* PROBLEM TO SOLVE
Count how many lines in the data below contain the word "orange", treating uppercase and lowercase as different, and give only that number.

Records from a dataset:

= = = = = = =

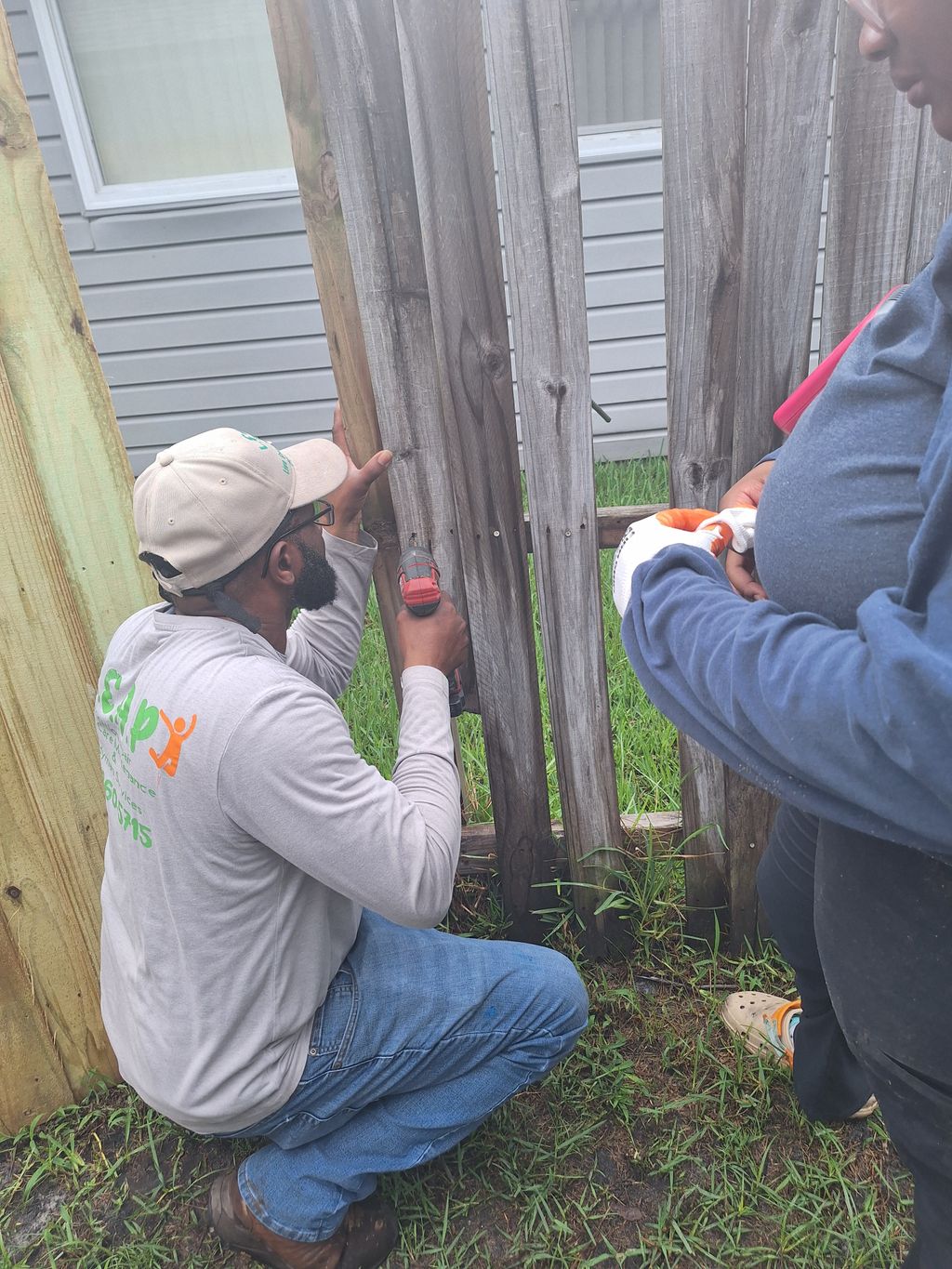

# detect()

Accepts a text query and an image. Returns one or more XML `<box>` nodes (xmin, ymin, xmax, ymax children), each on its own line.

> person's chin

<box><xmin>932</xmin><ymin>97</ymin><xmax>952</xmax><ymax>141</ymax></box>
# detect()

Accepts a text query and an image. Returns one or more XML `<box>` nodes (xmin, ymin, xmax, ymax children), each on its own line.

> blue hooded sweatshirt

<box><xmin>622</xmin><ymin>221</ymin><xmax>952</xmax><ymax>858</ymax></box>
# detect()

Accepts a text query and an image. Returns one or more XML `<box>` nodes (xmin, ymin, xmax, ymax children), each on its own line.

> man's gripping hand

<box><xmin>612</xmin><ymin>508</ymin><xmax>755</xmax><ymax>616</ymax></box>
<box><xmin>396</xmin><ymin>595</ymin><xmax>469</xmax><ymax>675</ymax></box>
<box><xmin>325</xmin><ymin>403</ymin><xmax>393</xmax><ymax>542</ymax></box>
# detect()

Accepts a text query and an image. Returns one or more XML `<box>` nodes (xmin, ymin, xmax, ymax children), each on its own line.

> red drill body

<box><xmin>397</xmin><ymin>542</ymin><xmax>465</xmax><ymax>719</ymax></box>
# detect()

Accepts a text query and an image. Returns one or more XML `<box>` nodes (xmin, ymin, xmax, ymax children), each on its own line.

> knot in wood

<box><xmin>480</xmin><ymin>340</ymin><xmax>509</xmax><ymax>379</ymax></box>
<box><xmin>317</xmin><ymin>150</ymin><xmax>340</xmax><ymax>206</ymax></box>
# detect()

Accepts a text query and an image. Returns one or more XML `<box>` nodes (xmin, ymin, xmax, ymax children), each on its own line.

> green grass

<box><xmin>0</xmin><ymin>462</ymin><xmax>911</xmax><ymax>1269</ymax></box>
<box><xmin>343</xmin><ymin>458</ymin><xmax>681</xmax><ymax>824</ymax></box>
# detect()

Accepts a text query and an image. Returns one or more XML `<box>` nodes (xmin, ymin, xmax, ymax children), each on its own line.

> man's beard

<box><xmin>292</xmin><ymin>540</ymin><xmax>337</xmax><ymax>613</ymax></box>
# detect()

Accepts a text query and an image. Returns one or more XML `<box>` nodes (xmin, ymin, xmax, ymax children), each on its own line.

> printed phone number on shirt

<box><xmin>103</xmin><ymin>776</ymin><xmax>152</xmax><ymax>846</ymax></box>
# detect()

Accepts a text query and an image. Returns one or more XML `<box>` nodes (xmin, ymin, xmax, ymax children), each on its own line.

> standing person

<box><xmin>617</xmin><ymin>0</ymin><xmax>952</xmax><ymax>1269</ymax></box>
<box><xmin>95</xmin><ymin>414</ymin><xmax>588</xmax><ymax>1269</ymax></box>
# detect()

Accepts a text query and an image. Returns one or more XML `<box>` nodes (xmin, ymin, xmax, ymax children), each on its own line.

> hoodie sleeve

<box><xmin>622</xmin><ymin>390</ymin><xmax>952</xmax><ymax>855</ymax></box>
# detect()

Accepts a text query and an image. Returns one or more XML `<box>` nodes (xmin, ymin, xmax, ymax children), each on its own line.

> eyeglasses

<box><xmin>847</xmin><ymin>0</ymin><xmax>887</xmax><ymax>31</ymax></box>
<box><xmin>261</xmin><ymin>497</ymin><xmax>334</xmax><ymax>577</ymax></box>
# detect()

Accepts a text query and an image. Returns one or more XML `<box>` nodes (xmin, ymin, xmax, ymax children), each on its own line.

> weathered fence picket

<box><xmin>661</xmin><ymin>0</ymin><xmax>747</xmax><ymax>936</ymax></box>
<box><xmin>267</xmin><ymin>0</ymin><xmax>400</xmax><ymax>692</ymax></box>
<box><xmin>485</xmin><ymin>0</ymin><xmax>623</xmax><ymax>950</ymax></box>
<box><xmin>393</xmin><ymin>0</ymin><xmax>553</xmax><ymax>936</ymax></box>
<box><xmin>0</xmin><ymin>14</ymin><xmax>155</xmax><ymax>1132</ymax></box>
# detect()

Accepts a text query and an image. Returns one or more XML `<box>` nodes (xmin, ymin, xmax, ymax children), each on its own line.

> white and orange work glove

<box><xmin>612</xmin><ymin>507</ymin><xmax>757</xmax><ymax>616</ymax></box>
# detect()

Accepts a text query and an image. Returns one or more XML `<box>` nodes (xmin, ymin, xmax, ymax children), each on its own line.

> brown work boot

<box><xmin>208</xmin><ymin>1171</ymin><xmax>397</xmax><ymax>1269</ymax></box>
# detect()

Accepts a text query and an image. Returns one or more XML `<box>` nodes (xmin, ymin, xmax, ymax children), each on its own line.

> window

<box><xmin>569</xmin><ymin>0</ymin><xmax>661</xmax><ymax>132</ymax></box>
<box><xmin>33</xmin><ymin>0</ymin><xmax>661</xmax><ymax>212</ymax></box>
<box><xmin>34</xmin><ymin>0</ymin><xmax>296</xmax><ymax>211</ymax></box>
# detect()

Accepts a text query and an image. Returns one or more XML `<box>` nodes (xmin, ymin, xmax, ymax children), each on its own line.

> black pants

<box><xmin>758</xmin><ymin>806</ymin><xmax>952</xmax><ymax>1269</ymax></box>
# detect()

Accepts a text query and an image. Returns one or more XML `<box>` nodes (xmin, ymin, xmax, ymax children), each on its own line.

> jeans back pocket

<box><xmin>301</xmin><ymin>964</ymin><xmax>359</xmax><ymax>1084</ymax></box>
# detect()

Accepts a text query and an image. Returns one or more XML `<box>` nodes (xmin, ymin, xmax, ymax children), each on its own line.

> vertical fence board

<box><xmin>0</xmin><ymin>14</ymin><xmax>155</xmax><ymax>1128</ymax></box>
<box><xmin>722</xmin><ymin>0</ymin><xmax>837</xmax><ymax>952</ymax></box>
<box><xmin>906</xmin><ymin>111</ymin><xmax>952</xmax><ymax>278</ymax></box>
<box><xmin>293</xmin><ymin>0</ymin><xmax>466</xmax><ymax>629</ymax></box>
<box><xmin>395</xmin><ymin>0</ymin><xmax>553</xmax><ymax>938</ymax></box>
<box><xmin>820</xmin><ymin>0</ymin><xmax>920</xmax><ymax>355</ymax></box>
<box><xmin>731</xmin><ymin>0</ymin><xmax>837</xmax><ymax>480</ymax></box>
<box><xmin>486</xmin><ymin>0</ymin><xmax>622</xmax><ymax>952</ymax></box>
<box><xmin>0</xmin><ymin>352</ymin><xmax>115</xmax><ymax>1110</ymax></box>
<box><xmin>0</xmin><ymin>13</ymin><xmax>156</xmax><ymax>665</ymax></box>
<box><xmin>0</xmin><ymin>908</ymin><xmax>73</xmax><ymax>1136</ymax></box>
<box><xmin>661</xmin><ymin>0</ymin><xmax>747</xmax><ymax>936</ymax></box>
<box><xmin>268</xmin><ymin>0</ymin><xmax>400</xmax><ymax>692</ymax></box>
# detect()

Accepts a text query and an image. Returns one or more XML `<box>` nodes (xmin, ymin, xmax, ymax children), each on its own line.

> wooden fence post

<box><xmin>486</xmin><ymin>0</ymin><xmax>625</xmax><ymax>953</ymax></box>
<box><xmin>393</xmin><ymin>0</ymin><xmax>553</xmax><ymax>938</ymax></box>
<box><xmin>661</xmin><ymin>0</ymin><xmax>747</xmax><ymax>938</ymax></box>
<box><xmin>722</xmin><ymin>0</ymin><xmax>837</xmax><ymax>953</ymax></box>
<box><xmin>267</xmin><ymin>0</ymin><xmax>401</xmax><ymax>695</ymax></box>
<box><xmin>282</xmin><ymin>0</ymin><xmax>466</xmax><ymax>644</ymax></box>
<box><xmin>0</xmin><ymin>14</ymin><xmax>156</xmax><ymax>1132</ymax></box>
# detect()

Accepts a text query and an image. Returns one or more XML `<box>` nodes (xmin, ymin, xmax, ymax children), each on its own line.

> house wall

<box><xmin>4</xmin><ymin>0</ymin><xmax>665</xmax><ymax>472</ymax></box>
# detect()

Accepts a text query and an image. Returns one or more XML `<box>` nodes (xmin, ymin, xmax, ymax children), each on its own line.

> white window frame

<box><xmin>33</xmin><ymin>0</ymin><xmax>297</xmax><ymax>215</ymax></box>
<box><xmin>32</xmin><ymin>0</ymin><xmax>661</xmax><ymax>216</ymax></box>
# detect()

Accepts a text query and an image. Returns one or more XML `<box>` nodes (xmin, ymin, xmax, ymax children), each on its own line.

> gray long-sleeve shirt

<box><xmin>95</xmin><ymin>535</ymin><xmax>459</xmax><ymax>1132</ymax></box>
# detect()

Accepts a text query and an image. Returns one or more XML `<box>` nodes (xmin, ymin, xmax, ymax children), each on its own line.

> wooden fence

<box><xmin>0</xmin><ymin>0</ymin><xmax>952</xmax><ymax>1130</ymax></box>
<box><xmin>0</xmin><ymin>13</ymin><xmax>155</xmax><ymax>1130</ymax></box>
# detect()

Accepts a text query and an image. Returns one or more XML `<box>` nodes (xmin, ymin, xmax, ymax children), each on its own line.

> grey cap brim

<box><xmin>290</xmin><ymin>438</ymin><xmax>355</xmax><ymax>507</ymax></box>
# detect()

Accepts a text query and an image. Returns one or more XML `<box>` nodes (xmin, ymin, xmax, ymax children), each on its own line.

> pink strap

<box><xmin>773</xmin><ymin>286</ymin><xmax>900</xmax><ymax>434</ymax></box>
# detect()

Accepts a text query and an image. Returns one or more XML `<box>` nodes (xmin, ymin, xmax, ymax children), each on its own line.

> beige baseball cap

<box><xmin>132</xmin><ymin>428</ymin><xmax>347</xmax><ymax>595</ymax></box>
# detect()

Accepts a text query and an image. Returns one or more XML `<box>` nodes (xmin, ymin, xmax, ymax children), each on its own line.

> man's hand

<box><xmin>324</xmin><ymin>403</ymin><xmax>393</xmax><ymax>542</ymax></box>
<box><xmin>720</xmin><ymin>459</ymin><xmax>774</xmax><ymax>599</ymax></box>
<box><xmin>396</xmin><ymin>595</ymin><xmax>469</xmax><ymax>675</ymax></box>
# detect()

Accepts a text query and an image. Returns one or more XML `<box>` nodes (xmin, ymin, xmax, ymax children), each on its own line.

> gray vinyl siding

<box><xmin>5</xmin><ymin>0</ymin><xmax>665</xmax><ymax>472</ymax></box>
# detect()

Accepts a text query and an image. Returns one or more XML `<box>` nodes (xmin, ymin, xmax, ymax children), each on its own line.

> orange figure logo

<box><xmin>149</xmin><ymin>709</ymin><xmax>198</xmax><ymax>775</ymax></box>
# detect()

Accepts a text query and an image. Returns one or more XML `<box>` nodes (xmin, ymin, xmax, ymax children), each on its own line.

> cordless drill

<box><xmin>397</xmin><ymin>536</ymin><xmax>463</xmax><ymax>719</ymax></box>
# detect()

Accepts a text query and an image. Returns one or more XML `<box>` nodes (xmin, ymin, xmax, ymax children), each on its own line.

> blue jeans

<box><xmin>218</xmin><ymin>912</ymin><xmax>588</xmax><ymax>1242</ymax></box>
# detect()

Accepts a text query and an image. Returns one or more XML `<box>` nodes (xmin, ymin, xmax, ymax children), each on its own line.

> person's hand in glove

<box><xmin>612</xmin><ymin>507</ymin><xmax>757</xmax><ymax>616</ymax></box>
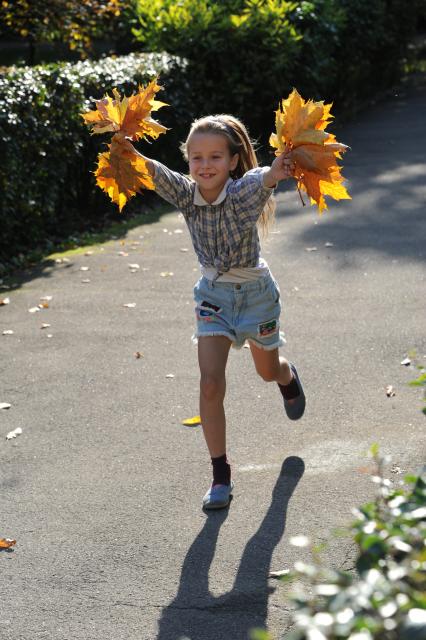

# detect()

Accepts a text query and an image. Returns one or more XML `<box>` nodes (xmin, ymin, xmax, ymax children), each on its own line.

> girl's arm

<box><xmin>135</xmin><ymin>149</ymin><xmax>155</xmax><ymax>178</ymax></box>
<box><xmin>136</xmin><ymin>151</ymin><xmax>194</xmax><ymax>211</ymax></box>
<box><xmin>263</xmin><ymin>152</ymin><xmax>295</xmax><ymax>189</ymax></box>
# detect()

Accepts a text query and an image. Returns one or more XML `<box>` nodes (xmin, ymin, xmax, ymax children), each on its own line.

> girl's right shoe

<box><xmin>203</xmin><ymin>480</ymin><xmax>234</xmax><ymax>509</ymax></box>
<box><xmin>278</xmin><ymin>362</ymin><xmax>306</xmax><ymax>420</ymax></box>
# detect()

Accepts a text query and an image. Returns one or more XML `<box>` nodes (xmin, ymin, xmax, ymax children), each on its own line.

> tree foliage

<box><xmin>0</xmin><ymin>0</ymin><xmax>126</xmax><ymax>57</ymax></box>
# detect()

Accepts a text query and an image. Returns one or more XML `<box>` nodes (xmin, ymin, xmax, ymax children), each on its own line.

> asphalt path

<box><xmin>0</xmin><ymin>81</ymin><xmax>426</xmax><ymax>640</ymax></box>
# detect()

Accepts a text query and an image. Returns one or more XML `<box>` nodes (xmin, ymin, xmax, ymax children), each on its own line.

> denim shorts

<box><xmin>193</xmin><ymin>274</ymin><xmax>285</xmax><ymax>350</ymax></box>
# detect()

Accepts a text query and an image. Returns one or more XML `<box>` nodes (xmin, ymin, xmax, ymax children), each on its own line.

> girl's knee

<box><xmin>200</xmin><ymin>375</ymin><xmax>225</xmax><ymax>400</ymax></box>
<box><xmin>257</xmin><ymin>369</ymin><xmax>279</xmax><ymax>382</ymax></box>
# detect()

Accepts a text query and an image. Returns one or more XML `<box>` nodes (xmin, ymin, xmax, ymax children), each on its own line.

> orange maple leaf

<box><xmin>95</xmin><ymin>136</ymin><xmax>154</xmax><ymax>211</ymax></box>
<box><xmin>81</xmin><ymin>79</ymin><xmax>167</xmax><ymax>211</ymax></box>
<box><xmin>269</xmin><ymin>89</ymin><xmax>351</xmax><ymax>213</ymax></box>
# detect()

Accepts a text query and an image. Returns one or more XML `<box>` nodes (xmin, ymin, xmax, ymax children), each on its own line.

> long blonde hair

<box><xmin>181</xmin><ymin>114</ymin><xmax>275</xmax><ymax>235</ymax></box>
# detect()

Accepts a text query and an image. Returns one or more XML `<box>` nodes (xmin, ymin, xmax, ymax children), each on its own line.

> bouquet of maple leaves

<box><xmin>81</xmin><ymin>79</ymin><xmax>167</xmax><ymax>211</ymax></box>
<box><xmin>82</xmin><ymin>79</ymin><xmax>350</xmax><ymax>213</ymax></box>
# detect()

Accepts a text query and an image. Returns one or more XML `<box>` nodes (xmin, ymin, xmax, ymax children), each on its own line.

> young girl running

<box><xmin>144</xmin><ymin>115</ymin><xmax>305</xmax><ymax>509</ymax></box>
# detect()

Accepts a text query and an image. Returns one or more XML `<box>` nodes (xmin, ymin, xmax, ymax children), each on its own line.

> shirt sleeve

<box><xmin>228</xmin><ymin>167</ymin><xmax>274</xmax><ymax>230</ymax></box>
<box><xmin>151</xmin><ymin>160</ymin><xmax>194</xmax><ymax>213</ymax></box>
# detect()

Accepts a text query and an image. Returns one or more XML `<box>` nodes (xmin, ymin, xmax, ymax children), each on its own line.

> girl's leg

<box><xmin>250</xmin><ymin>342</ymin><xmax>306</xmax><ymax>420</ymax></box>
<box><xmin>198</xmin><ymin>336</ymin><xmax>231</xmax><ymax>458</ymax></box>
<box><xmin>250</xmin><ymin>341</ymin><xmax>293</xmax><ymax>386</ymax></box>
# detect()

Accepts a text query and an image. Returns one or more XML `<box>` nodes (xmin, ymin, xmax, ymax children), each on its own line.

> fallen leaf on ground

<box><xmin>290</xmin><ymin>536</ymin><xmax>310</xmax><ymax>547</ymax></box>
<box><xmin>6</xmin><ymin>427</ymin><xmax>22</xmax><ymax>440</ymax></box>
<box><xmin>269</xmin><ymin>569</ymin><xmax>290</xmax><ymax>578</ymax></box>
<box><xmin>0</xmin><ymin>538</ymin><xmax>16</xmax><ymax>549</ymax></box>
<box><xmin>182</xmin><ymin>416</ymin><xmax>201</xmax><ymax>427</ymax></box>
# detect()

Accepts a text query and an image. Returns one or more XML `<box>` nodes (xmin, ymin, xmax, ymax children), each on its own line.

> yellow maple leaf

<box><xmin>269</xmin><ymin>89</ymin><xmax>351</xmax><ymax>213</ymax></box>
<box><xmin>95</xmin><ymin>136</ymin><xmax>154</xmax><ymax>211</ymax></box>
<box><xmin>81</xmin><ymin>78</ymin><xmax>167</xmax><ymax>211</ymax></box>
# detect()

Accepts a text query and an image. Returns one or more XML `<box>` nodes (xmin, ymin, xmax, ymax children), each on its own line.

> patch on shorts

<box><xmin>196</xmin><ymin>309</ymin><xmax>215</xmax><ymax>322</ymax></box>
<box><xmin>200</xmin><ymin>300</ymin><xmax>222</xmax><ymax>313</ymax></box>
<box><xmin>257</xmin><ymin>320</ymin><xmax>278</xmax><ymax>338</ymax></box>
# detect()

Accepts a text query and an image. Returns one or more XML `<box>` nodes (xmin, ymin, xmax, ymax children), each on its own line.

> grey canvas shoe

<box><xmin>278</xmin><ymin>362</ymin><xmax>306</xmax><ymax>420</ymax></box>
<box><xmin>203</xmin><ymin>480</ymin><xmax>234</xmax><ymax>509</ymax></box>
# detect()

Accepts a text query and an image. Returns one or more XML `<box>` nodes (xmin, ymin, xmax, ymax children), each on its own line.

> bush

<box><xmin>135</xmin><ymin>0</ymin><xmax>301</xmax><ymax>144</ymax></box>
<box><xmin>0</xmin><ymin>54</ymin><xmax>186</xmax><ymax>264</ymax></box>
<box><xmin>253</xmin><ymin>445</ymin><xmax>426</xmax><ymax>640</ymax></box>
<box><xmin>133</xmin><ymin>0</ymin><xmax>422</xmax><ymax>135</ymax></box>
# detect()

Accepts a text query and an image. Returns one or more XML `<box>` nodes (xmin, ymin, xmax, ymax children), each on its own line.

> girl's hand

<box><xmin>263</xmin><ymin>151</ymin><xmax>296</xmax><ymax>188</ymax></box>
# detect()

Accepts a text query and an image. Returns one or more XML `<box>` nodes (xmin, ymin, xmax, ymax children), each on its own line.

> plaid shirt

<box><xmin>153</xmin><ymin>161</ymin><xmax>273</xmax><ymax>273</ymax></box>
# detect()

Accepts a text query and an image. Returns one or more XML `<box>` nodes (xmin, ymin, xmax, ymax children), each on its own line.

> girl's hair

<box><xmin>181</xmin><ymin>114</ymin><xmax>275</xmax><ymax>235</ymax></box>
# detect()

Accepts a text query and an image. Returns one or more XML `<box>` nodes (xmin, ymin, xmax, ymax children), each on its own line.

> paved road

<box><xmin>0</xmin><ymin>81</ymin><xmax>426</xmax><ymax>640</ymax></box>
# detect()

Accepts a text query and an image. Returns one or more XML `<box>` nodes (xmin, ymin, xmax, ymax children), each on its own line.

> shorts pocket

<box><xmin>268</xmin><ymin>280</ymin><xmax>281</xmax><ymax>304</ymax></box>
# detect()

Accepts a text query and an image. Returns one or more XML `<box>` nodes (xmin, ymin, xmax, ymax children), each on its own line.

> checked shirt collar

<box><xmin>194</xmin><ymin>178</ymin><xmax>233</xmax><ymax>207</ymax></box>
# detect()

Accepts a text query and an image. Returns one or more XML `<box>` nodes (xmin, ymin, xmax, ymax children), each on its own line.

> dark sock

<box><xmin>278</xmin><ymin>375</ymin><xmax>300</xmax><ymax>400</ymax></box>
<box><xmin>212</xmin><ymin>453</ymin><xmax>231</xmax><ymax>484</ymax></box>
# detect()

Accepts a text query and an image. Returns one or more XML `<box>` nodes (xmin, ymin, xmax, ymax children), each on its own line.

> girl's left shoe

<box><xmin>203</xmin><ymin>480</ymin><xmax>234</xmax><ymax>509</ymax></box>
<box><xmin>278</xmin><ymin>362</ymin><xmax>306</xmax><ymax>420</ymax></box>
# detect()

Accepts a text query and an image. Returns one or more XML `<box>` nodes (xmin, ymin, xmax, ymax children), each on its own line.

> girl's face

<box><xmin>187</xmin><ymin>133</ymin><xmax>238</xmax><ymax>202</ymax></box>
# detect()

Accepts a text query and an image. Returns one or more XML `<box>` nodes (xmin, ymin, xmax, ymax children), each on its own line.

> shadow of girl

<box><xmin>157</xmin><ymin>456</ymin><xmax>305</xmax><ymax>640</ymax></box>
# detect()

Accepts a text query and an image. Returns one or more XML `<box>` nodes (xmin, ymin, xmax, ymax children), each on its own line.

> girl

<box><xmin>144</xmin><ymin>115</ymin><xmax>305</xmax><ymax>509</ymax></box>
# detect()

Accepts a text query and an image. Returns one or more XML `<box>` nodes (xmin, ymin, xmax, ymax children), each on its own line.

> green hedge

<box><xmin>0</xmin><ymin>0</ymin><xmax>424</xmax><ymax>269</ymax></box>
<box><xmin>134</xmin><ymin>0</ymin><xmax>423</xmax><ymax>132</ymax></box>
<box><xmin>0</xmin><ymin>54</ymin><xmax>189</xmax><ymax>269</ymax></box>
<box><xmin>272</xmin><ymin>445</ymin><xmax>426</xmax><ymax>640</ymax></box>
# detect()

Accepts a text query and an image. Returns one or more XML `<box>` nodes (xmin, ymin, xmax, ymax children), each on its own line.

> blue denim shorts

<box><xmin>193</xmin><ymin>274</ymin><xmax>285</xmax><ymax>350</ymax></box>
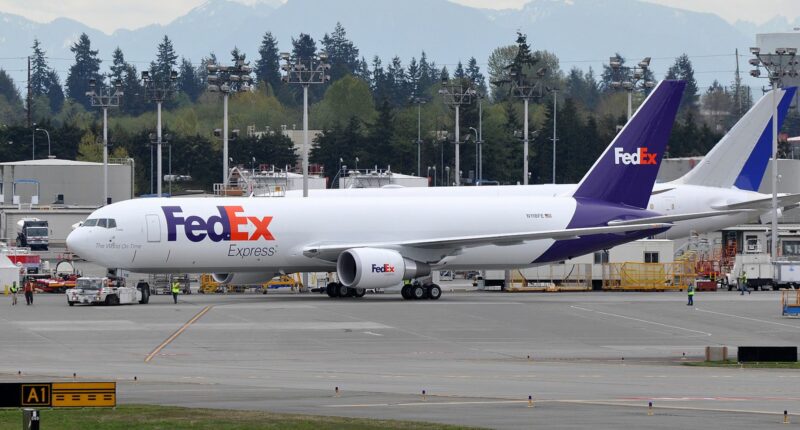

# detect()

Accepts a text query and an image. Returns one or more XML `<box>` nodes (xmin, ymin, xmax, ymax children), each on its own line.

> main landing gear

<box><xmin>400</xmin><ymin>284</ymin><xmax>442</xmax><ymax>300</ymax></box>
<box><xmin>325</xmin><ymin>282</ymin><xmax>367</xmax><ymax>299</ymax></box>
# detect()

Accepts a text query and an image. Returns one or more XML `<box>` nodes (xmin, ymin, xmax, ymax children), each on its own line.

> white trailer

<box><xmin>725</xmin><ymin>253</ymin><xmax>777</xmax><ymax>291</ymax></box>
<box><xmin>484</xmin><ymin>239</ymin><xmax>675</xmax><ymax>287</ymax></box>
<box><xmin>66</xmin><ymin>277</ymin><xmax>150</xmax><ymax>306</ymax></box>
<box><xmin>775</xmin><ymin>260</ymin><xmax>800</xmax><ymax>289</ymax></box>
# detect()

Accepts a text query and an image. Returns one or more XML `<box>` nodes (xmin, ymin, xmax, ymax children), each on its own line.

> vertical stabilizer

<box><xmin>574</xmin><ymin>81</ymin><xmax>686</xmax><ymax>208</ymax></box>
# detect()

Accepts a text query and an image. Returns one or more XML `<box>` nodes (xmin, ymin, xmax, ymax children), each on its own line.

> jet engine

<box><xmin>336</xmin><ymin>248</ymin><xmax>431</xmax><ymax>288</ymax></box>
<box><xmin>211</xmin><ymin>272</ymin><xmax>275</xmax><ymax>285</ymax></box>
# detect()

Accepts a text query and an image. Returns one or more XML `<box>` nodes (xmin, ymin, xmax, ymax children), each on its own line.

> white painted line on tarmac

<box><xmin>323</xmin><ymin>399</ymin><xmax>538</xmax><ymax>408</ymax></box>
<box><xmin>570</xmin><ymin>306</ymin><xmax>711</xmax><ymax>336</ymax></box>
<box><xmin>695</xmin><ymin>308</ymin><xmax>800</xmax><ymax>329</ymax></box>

= = = = = = =

* SOLUTION TO THIS PROBLEM
3